(begin)

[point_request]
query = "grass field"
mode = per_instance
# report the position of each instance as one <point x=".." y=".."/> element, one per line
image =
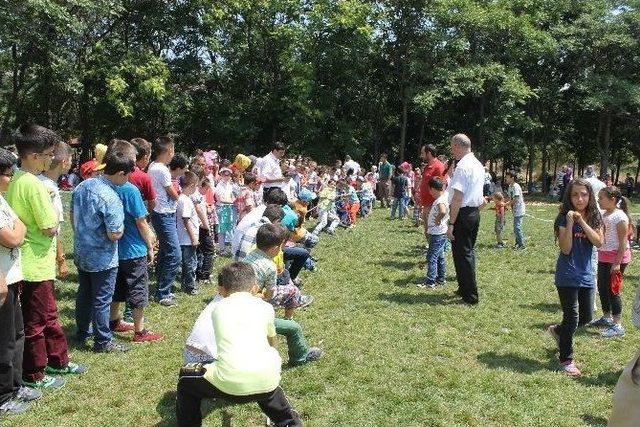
<point x="394" y="355"/>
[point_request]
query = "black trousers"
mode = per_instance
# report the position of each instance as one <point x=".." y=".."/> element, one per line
<point x="465" y="232"/>
<point x="577" y="310"/>
<point x="205" y="254"/>
<point x="610" y="303"/>
<point x="192" y="389"/>
<point x="11" y="344"/>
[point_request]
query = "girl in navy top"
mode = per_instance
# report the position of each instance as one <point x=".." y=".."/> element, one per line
<point x="578" y="228"/>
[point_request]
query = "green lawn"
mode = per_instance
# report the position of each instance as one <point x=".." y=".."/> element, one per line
<point x="394" y="354"/>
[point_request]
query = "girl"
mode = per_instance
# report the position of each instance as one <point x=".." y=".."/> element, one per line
<point x="578" y="228"/>
<point x="614" y="255"/>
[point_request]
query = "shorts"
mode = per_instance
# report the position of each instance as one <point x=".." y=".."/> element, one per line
<point x="132" y="283"/>
<point x="499" y="227"/>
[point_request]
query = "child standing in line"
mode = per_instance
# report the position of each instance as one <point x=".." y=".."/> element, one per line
<point x="499" y="205"/>
<point x="188" y="226"/>
<point x="437" y="221"/>
<point x="613" y="256"/>
<point x="516" y="201"/>
<point x="578" y="228"/>
<point x="45" y="349"/>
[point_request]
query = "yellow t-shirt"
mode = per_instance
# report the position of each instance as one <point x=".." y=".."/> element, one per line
<point x="246" y="363"/>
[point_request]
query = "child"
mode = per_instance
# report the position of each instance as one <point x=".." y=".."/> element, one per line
<point x="578" y="228"/>
<point x="59" y="164"/>
<point x="499" y="205"/>
<point x="98" y="223"/>
<point x="188" y="227"/>
<point x="163" y="219"/>
<point x="516" y="201"/>
<point x="269" y="241"/>
<point x="45" y="349"/>
<point x="247" y="368"/>
<point x="614" y="255"/>
<point x="327" y="207"/>
<point x="437" y="221"/>
<point x="13" y="395"/>
<point x="224" y="208"/>
<point x="135" y="254"/>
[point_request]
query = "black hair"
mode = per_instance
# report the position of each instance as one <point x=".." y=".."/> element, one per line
<point x="274" y="213"/>
<point x="237" y="277"/>
<point x="118" y="161"/>
<point x="276" y="196"/>
<point x="179" y="161"/>
<point x="31" y="139"/>
<point x="436" y="183"/>
<point x="270" y="235"/>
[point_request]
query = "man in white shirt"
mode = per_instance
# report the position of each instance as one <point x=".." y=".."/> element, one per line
<point x="270" y="171"/>
<point x="464" y="220"/>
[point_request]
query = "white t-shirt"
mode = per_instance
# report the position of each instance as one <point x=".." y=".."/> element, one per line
<point x="54" y="191"/>
<point x="515" y="194"/>
<point x="10" y="264"/>
<point x="161" y="179"/>
<point x="186" y="209"/>
<point x="202" y="335"/>
<point x="432" y="228"/>
<point x="611" y="221"/>
<point x="468" y="178"/>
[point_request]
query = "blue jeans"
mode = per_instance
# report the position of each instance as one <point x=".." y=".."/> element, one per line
<point x="517" y="230"/>
<point x="401" y="204"/>
<point x="169" y="255"/>
<point x="93" y="305"/>
<point x="189" y="267"/>
<point x="436" y="264"/>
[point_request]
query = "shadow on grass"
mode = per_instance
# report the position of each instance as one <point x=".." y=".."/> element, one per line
<point x="592" y="421"/>
<point x="423" y="298"/>
<point x="513" y="362"/>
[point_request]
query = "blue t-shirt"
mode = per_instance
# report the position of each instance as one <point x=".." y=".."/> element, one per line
<point x="575" y="270"/>
<point x="131" y="245"/>
<point x="97" y="209"/>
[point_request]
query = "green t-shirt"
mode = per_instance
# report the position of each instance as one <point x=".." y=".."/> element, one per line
<point x="31" y="201"/>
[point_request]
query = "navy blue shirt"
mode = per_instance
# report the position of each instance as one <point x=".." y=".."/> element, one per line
<point x="575" y="270"/>
<point x="131" y="245"/>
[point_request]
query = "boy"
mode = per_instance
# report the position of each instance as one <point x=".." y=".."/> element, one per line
<point x="188" y="226"/>
<point x="437" y="231"/>
<point x="98" y="223"/>
<point x="163" y="219"/>
<point x="516" y="200"/>
<point x="13" y="395"/>
<point x="269" y="241"/>
<point x="247" y="367"/>
<point x="135" y="254"/>
<point x="45" y="347"/>
<point x="60" y="164"/>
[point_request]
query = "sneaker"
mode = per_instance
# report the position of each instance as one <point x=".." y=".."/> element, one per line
<point x="570" y="368"/>
<point x="614" y="331"/>
<point x="28" y="394"/>
<point x="603" y="322"/>
<point x="305" y="300"/>
<point x="71" y="368"/>
<point x="147" y="336"/>
<point x="554" y="334"/>
<point x="112" y="347"/>
<point x="167" y="302"/>
<point x="46" y="382"/>
<point x="13" y="406"/>
<point x="120" y="326"/>
<point x="313" y="354"/>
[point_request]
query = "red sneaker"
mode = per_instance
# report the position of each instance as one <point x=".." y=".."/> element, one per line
<point x="147" y="336"/>
<point x="121" y="326"/>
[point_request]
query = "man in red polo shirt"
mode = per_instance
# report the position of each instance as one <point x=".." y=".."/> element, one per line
<point x="433" y="168"/>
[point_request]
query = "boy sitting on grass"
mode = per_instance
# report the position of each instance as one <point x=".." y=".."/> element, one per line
<point x="248" y="367"/>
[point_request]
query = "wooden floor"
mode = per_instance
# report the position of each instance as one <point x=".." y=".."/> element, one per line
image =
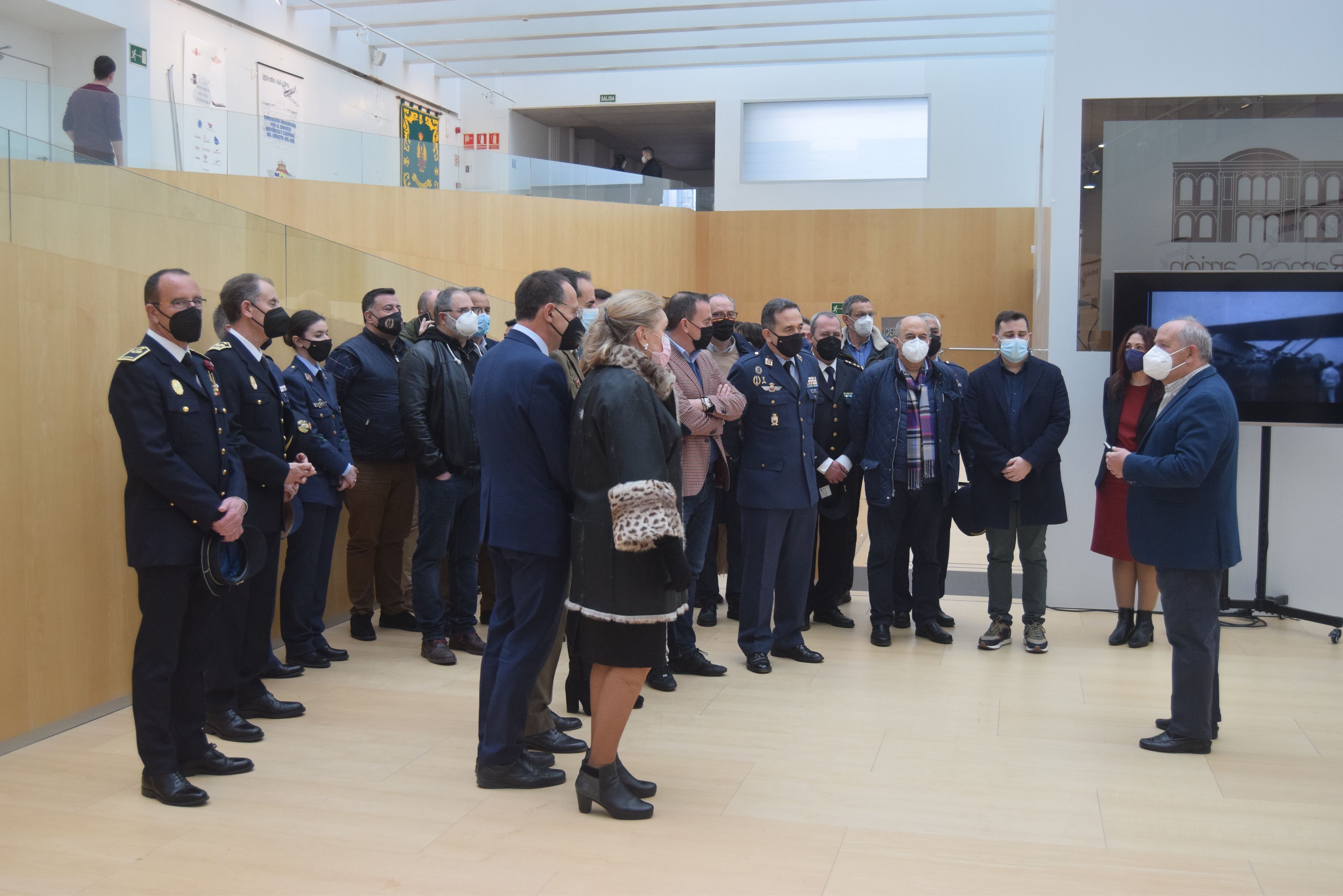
<point x="910" y="770"/>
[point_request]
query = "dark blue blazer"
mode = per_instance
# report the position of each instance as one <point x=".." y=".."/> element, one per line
<point x="313" y="398"/>
<point x="180" y="460"/>
<point x="522" y="409"/>
<point x="988" y="436"/>
<point x="778" y="448"/>
<point x="1182" y="481"/>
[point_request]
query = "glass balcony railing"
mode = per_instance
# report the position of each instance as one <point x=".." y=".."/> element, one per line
<point x="164" y="136"/>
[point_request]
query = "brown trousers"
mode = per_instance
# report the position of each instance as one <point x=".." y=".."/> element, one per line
<point x="381" y="511"/>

(end)

Give an exact reproduction of every line, leaving out any picture.

• RESULT OF THE EXERCISE:
[point_request]
query = "grass field"
mode = per_instance
# report the position of each instance as one <point x=".." y=".."/> element, one per line
image =
<point x="394" y="355"/>
[point_request]
query = "black trousers"
mode = per_instance
# report the position of each instance as one <point x=".." y=".."/> element, one per line
<point x="465" y="232"/>
<point x="577" y="310"/>
<point x="205" y="254"/>
<point x="610" y="303"/>
<point x="192" y="389"/>
<point x="11" y="344"/>
[point_request]
query = "girl in navy top"
mode = per_instance
# report the position of each instance as one <point x=".." y=".."/> element, one per line
<point x="578" y="228"/>
[point_request]
query = "green lawn"
mode = per_instance
# report the position of each instance as one <point x=".." y=".."/> element, one per line
<point x="394" y="354"/>
[point_request]
query = "girl"
mode = per_instance
# report the position of each instance as one <point x=".." y=".."/> element, one per line
<point x="578" y="228"/>
<point x="614" y="255"/>
[point_request]
query = "shorts"
mode = per_instance
# report the position of each instance as one <point x=".." y=".."/> element, one per line
<point x="132" y="283"/>
<point x="499" y="227"/>
[point_request]
query = "child standing in line"
mode = per_instance
# report the position of each instance as one <point x=".." y=".."/> element, one per line
<point x="499" y="205"/>
<point x="188" y="226"/>
<point x="437" y="221"/>
<point x="613" y="256"/>
<point x="516" y="201"/>
<point x="578" y="228"/>
<point x="45" y="349"/>
[point_request]
query = "yellow t-shirt"
mode = per_instance
# report the position of each instance as one <point x=".." y=".."/> element, one per line
<point x="246" y="363"/>
[point_request]
query = "child"
mode = per_instance
# report the position of each instance as one <point x=".." y=".."/> element, one per line
<point x="578" y="228"/>
<point x="59" y="164"/>
<point x="499" y="205"/>
<point x="98" y="223"/>
<point x="188" y="227"/>
<point x="163" y="219"/>
<point x="516" y="201"/>
<point x="269" y="241"/>
<point x="45" y="349"/>
<point x="247" y="368"/>
<point x="614" y="255"/>
<point x="327" y="207"/>
<point x="437" y="221"/>
<point x="13" y="395"/>
<point x="224" y="208"/>
<point x="135" y="254"/>
[point_request]
query = "black hair"
mode = per_instance
# report the position of each instance as one <point x=".." y=".."/> element, one per line
<point x="274" y="213"/>
<point x="237" y="277"/>
<point x="118" y="161"/>
<point x="276" y="196"/>
<point x="179" y="161"/>
<point x="31" y="139"/>
<point x="436" y="183"/>
<point x="270" y="235"/>
[point_request]
query = "man in white shirt"
mode = per_instance
# report the position of each instance as one <point x=".." y=".."/> element, one per line
<point x="270" y="171"/>
<point x="464" y="220"/>
[point_request]
query = "white t-shirt"
mode = per_instance
# report the position of each instance as one <point x=".." y=".."/> element, one per line
<point x="54" y="191"/>
<point x="515" y="194"/>
<point x="10" y="264"/>
<point x="161" y="179"/>
<point x="186" y="209"/>
<point x="202" y="335"/>
<point x="432" y="228"/>
<point x="611" y="221"/>
<point x="468" y="178"/>
[point_request]
query = "blue jeans"
mode = per_instance
# report the position of each instance as one <point x=".." y=".."/> element, one per line
<point x="517" y="230"/>
<point x="401" y="204"/>
<point x="169" y="255"/>
<point x="93" y="305"/>
<point x="189" y="267"/>
<point x="436" y="264"/>
[point_request]
query = "shadow on grass"
mode = per_instance
# report the position of each instance as one <point x=".." y=".."/> element, one per line
<point x="592" y="421"/>
<point x="423" y="298"/>
<point x="513" y="362"/>
[point_request]
query = "blue t-shirt"
mode = per_instance
# report the position of each instance as one <point x=".." y=".."/> element, one per line
<point x="575" y="270"/>
<point x="131" y="245"/>
<point x="97" y="209"/>
[point_request]
query = "green t-shirt"
mode = per_instance
# report the position of each instance as one <point x=".." y=".."/> element, one per line
<point x="31" y="201"/>
[point_request]
query = "navy blue shirt"
mode = per_instance
# report the position of each instance as one <point x=".." y=".."/> element, one per line
<point x="575" y="270"/>
<point x="131" y="245"/>
[point_request]
query = "boy"
mode = per_instance
# report the position of each instance as one <point x=".." y=".."/> element, one per line
<point x="188" y="226"/>
<point x="437" y="231"/>
<point x="98" y="223"/>
<point x="163" y="219"/>
<point x="516" y="200"/>
<point x="13" y="395"/>
<point x="269" y="241"/>
<point x="247" y="367"/>
<point x="135" y="254"/>
<point x="45" y="347"/>
<point x="60" y="164"/>
[point_request]
query = "sneaker"
mode = per_instance
# report the position of each instance as one <point x=".." y=".."/> element, one per line
<point x="570" y="368"/>
<point x="614" y="331"/>
<point x="28" y="394"/>
<point x="603" y="322"/>
<point x="305" y="300"/>
<point x="71" y="368"/>
<point x="147" y="336"/>
<point x="554" y="334"/>
<point x="112" y="347"/>
<point x="167" y="302"/>
<point x="46" y="382"/>
<point x="13" y="406"/>
<point x="120" y="326"/>
<point x="313" y="354"/>
[point_request]
query = "red sneaker"
mode = per_instance
# report the position of each instance as one <point x=".." y=".."/> element, one per line
<point x="147" y="336"/>
<point x="121" y="326"/>
[point_request]
query = "man in red polo shirt"
mode = per_instance
# report the position of each instance as one <point x=".." y=".."/> element, one per line
<point x="433" y="168"/>
[point_request]
query = "boy sitting on grass"
mode = per_instance
# report the position of each instance as one <point x=".." y=".."/> element, one per line
<point x="248" y="367"/>
[point_request]
query = "wooden floor"
mode = per_instance
# report the position of each instance as one <point x=".." y=".."/> element, one per line
image =
<point x="910" y="770"/>
[point_request]
query = "dark blue blazer"
mode = per_instance
# report the position of each instance as one <point x=".." y=".."/> element, one per line
<point x="313" y="398"/>
<point x="180" y="460"/>
<point x="522" y="409"/>
<point x="988" y="436"/>
<point x="778" y="448"/>
<point x="1182" y="481"/>
[point_request]
query = "glass balcony railing"
mode = per_instance
# report the position of each instance as one <point x=".." y=".."/> element, one per line
<point x="164" y="136"/>
[point_request]
query = "brown trousers"
mode = per_instance
# report the position of each instance as one <point x=".." y=".."/> element, one per line
<point x="381" y="511"/>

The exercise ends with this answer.